**What the exercise asks**
Locate every line in the material below that has the word "Kindly". Copy each of those lines.

------

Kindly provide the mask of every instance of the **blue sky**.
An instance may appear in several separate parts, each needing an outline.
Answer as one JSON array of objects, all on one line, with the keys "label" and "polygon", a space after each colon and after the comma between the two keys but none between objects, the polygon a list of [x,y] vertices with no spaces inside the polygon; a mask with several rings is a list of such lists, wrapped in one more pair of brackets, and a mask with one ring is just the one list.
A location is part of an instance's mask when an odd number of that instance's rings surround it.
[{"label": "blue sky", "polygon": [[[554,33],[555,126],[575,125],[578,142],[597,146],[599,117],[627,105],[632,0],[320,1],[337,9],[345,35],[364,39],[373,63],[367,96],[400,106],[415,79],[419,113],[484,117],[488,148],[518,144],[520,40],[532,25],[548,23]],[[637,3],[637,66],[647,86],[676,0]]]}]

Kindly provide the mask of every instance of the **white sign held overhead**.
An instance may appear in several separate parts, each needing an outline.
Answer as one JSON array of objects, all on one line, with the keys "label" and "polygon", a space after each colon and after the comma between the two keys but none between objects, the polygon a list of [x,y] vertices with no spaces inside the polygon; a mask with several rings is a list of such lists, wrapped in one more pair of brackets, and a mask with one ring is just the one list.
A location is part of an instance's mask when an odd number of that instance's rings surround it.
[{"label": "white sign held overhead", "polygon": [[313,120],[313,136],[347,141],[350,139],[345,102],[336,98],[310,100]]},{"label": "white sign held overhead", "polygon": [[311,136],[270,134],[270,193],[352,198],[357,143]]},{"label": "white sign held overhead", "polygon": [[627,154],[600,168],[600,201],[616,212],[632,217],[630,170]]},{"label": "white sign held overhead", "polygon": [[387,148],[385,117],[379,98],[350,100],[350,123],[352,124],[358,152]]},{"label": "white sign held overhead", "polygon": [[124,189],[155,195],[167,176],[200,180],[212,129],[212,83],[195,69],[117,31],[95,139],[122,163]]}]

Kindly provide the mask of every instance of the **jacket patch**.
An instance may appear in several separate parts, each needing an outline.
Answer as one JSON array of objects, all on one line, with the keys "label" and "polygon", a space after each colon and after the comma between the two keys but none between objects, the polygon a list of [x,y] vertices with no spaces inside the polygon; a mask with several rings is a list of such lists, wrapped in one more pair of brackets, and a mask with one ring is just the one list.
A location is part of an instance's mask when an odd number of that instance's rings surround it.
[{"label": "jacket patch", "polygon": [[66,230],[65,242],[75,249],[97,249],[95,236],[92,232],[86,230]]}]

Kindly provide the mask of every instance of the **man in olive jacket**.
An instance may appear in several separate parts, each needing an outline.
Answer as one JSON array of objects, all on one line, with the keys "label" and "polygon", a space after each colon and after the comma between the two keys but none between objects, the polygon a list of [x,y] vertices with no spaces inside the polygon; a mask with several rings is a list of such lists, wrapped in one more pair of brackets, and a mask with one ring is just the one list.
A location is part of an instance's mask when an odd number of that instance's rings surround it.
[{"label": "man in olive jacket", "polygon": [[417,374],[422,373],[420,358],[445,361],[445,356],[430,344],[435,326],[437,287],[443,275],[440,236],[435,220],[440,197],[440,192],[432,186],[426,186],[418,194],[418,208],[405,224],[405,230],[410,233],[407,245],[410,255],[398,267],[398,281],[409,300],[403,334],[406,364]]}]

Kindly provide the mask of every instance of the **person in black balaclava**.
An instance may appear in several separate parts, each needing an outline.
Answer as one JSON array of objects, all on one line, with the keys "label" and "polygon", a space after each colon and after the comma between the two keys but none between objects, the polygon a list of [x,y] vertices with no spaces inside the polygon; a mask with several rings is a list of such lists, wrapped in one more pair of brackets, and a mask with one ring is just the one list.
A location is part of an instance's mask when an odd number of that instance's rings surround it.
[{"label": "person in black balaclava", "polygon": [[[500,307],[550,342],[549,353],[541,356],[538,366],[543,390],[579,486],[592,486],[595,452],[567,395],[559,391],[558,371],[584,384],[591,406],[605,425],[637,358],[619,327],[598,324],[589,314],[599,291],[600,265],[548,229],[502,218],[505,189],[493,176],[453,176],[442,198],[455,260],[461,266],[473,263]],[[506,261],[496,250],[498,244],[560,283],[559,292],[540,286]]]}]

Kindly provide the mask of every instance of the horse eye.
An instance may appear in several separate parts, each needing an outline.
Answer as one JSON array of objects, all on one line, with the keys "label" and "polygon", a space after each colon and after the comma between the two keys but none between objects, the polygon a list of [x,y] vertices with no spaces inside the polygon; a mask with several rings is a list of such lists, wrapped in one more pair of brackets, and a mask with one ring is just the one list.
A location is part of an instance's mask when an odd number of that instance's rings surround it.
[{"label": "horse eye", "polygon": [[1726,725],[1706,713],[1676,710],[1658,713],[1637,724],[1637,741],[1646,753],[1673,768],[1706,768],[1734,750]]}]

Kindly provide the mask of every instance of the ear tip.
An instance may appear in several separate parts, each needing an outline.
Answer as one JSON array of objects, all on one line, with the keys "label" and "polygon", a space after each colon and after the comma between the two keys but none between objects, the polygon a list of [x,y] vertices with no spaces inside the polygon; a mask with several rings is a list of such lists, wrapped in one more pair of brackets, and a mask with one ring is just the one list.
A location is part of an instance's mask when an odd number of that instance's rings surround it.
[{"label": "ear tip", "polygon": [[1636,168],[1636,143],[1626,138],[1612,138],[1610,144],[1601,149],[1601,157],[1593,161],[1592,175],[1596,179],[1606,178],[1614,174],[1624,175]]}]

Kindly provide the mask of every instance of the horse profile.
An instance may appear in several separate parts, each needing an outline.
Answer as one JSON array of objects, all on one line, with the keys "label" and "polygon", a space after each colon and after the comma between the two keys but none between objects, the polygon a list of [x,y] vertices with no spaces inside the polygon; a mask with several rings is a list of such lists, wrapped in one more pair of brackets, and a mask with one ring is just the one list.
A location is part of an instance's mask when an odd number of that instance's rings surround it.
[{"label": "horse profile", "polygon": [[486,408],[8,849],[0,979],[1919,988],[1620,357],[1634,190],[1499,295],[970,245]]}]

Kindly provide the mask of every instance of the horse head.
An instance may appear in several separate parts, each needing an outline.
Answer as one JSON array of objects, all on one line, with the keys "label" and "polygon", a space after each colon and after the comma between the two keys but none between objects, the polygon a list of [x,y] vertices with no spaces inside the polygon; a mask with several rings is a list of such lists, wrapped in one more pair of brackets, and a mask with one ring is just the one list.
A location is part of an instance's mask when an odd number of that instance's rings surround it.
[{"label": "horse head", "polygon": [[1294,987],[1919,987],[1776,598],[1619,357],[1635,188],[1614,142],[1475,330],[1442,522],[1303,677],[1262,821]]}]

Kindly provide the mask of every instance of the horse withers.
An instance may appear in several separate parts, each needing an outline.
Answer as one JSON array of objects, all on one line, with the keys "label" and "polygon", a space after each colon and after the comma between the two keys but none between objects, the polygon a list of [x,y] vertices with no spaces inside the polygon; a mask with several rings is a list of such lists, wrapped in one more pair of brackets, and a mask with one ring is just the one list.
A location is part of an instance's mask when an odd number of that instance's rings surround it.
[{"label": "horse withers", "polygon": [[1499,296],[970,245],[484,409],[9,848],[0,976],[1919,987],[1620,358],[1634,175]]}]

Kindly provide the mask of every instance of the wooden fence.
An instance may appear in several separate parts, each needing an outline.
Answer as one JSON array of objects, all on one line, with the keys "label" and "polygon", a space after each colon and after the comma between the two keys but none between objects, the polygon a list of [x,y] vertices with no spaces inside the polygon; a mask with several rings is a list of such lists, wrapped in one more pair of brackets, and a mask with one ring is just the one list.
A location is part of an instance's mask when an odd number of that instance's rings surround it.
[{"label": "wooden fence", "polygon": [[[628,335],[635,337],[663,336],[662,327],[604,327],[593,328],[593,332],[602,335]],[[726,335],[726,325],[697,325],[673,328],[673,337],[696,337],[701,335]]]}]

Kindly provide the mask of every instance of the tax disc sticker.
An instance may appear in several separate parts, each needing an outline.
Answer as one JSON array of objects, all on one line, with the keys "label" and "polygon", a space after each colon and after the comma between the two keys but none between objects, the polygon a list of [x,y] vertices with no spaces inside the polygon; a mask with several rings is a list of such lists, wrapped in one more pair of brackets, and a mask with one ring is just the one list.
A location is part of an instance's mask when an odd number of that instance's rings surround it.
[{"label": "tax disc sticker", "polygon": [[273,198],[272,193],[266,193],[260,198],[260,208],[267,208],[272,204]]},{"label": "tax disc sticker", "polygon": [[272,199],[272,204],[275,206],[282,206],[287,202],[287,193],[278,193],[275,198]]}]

------

**Answer below**
Kindly provide the mask of every instance of the **blue sky**.
Kindly provide the mask of every instance of the **white sign held overhead**.
Kindly provide the mask of every instance of the **jacket patch**.
Kindly provide the mask of every instance of the **man in olive jacket**.
Kindly provide the mask of every instance of the **person in black balaclava**.
Kindly provide the mask of every instance of the horse eye.
Kindly provide the mask of every instance of the ear tip.
Kindly provide the mask of every instance of the horse profile.
Kindly provide the mask of every instance of the horse head.
Kindly provide the mask of every instance of the horse withers.
Kindly provide the mask of every instance of the wooden fence.
Kindly provide the mask of every instance of the tax disc sticker.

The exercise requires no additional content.